┌─ TEXT SEGMENT

Biomarker Tests Rheumatoid Arthritis

Biomarker Tests for Rheumatoid Arthritis Improve Care

Early detection and aggressive treatment of rheumatoid arthritis (RA) are vital to prevent joint damage. To spot RA and measure its progression, rheumatologists test the blood for certain biomarkers that are characteristic of RA. Although several biomarker tests – the erythrocyte sedimentation (sed) rate, the C-reactive protein (CRP), and rheumatoid factor (RF) – indicate inflammation, they are fairly non-specific to RA. So, the development of more specific biomarker tests is important. These tests allow earlier detection of RA and also pave the way for more customized care.

Below are descriptions of more specific biomarker tests that are being used to diagnose and monitor RA disease activity.

Polyglutamate Testing: Measuring Methotrexate’s Effectiveness

What It Is: Methotrexate is one of the most commonly prescribed and effective drugs for RA. Once it enters the cells, it is converted to methotrexate polyglutamates, explains rheumatologist Maria I. Danila, MD, assistant professor of medicine at the University of Alabama at Birmingham.

└─
┌─ EXTRACTED RECORDS

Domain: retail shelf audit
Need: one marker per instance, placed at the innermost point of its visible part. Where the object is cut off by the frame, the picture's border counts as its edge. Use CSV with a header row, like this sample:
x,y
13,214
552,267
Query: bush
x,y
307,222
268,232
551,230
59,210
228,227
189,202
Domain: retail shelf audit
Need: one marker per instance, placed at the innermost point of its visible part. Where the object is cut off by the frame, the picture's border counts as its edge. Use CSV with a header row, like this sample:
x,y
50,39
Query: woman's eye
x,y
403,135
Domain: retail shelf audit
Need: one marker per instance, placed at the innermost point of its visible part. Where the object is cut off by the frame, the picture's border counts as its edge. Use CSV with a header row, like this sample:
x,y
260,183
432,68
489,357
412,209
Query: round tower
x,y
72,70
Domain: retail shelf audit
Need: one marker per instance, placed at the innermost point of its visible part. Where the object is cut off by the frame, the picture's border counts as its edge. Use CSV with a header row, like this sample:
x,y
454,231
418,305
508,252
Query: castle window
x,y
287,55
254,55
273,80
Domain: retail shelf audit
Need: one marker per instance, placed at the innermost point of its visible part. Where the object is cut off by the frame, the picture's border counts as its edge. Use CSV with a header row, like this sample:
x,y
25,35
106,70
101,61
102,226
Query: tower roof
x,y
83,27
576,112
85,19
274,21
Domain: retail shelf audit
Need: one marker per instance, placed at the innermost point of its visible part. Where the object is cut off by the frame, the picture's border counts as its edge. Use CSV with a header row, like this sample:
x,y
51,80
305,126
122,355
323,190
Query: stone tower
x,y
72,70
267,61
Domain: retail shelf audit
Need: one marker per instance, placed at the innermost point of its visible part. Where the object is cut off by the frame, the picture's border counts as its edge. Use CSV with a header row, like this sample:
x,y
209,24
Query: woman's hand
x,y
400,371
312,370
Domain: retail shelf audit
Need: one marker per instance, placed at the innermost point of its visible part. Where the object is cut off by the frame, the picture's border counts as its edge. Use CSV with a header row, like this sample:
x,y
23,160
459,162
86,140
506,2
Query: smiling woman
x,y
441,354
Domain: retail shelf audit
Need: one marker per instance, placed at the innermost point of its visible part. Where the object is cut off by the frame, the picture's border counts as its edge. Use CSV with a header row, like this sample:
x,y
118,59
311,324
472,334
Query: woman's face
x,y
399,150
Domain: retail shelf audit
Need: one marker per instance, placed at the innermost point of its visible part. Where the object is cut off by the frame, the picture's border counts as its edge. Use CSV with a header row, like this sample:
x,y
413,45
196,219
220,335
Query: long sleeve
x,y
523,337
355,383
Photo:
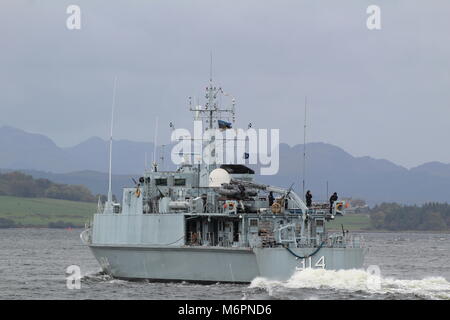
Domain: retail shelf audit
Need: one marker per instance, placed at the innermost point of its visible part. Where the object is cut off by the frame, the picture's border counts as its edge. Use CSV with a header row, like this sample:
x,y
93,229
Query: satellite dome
x,y
217,177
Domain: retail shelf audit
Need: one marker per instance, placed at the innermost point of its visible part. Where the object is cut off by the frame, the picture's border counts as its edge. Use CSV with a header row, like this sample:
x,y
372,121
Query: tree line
x,y
18,184
393,216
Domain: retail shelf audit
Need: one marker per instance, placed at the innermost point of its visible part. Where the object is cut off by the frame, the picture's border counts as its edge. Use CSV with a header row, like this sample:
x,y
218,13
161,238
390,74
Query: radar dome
x,y
217,177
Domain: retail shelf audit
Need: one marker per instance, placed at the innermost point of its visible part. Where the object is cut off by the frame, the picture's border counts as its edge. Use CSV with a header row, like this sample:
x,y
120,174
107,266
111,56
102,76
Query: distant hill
x,y
375,180
18,184
43,212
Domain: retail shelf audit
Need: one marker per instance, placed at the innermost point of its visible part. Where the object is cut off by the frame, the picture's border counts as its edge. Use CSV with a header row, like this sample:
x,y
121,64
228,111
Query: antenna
x,y
304,151
155,141
110,140
210,68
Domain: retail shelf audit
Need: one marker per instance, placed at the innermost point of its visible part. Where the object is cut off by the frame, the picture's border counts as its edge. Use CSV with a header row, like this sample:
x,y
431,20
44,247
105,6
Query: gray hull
x,y
212,264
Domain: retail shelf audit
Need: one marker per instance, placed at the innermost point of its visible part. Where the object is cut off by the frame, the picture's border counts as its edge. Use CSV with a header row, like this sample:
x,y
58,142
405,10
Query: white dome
x,y
217,177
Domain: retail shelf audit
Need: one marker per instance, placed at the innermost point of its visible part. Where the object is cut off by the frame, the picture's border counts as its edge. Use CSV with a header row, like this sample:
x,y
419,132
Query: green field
x,y
358,221
39,212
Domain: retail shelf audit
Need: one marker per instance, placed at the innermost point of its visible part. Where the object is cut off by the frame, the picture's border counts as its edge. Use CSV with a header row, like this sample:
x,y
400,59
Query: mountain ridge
x,y
375,180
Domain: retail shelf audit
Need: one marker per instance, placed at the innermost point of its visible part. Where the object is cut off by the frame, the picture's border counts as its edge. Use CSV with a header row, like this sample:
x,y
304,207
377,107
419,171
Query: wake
x,y
358,280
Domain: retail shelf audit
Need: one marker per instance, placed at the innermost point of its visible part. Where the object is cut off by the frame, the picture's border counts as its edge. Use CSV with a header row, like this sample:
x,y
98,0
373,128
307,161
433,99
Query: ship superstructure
x,y
212,222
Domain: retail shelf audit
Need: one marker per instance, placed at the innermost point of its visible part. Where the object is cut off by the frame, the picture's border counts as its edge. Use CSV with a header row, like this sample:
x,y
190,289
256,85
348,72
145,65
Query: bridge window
x,y
161,182
179,182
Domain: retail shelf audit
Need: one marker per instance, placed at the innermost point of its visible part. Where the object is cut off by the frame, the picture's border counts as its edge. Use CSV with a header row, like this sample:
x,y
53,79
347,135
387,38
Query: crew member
x,y
271,198
308,198
333,198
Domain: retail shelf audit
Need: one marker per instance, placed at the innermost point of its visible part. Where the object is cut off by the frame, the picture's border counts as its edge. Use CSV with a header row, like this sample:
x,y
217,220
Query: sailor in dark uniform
x,y
333,198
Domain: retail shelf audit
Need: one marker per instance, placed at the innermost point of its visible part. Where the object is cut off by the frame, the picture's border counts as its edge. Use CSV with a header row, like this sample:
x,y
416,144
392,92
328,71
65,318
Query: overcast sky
x,y
382,93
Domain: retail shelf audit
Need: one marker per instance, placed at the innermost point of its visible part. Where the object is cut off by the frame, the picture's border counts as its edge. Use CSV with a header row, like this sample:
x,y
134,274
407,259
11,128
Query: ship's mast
x,y
210,114
108,206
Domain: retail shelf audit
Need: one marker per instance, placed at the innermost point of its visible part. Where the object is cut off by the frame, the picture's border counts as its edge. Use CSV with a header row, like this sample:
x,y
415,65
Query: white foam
x,y
358,280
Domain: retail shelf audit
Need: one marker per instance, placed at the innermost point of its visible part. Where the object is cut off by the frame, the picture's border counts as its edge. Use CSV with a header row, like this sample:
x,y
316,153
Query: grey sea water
x,y
413,266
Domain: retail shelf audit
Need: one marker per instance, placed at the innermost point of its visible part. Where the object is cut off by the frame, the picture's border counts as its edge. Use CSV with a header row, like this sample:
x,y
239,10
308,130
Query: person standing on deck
x,y
271,198
333,198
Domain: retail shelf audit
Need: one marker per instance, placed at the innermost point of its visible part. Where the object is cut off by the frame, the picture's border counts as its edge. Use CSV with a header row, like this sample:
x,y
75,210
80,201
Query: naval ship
x,y
211,222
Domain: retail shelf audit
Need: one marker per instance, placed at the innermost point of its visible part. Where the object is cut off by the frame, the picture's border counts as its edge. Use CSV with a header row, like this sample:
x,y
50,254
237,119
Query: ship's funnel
x,y
217,177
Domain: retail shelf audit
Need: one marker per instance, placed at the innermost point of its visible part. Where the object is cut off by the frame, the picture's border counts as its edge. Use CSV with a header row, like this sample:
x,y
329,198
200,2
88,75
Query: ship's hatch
x,y
237,169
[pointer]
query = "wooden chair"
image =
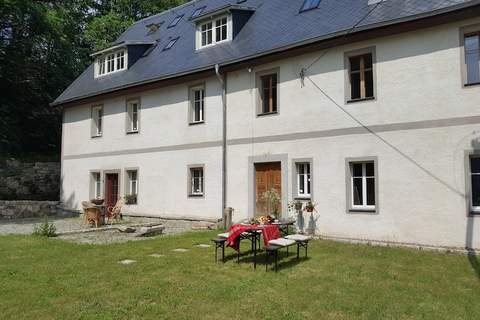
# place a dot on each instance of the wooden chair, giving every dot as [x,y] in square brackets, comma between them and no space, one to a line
[115,212]
[91,213]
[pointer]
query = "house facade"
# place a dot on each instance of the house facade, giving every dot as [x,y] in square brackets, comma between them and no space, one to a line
[367,108]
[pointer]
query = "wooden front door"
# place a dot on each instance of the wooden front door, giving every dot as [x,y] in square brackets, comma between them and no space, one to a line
[111,189]
[268,177]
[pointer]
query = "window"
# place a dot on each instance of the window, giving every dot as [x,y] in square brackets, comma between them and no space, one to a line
[268,93]
[170,43]
[360,69]
[97,118]
[214,31]
[475,183]
[175,21]
[111,62]
[97,185]
[197,104]
[303,180]
[309,4]
[221,29]
[472,58]
[131,186]
[206,34]
[197,12]
[133,110]
[362,184]
[196,181]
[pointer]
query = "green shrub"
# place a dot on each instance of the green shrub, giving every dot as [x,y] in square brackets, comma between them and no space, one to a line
[45,229]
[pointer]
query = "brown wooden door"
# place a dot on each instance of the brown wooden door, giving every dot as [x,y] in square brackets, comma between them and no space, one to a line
[111,189]
[268,176]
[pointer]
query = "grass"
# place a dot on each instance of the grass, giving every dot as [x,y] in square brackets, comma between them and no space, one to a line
[53,279]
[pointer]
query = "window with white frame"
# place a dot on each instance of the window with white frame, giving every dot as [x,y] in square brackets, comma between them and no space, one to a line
[214,31]
[303,180]
[362,185]
[197,104]
[97,185]
[97,121]
[196,181]
[133,110]
[132,187]
[111,62]
[475,183]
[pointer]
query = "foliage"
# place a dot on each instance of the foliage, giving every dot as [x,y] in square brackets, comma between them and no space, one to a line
[63,280]
[273,201]
[45,229]
[44,46]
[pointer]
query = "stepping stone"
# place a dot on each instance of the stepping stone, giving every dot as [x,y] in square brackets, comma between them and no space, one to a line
[150,231]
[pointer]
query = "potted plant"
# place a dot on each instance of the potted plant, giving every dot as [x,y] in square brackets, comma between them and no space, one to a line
[131,199]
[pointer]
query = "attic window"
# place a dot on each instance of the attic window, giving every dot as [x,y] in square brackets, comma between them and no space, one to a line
[197,12]
[175,21]
[153,27]
[309,5]
[170,43]
[111,62]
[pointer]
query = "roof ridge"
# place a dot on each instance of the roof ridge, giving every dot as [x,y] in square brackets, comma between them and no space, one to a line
[189,3]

└─

Print the passage on biomarker tests for rheumatoid arthritis from "Biomarker Tests Rheumatoid" to "RA disease activity.", word for word. The material comes from a separate source, unrelated to the text.

> **TASK SOLUTION**:
Biomarker Tests Rheumatoid Arthritis

Biomarker Tests for Rheumatoid Arthritis Improve Care

Early detection and aggressive treatment of rheumatoid arthritis (RA) are vital to prevent joint damage. To spot RA and measure its progression, rheumatologists test the blood for certain biomarkers that are characteristic of RA. Although several biomarker tests – the erythrocyte sedimentation (sed) rate, the C-reactive protein (CRP), and rheumatoid factor (RF) – indicate inflammation, they are fairly non-specific to RA. So, the development of more specific biomarker tests is important. These tests allow earlier detection of RA and also pave the way for more customized care.

Below are descriptions of more specific biomarker tests that are being used to diagnose and monitor RA disease activity.